__Text shown__:
Chris and Kris and Hyperhedonism

Hyperhedonia. Noun. The state of deriving excessive pleasure from that which is intrinsically dull

I found this definition, which I have never been able to find a match for, in a dictionary of amusing and unusual words. The dictionary itself was among the stock of upscale bric-a-brac for sale in a yuppie home furnishings store in Georgetown.

My friend Kris was across the store, pocketing paint chips.

Kris collects paint chips. She takes them home and keeps them in a box and occasionally brings them out to look at them in different kinds of light “to see if I still like the color.” Kris’s husband, Chris, was smirking at a watercolor map of Colonial Virginia, which was neither drawn to scale nor historically accurate. Kris and Chris are hyperhedonists.

They would rather not be written about. Kris expressed this by saying, "Don't write about us. Don't write about us. No, don't. Write. About us."

__Provided material__:
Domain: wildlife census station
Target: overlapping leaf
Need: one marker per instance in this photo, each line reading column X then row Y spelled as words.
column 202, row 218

__What you need to do__:
Summarize the text on hyperhedonism in two sentences.

__Complete output__:
The writer found a definition of hyperhedonia, the state of deriving excessive pleasure from what is intrinsically dull, in a dictionary of amusing and unusual words for sale in a Georgetown home furnishings store. The writer's friend Kris, who collects paint chips, and her husband Chris are called hyperhedonists, and they would rather not be written about.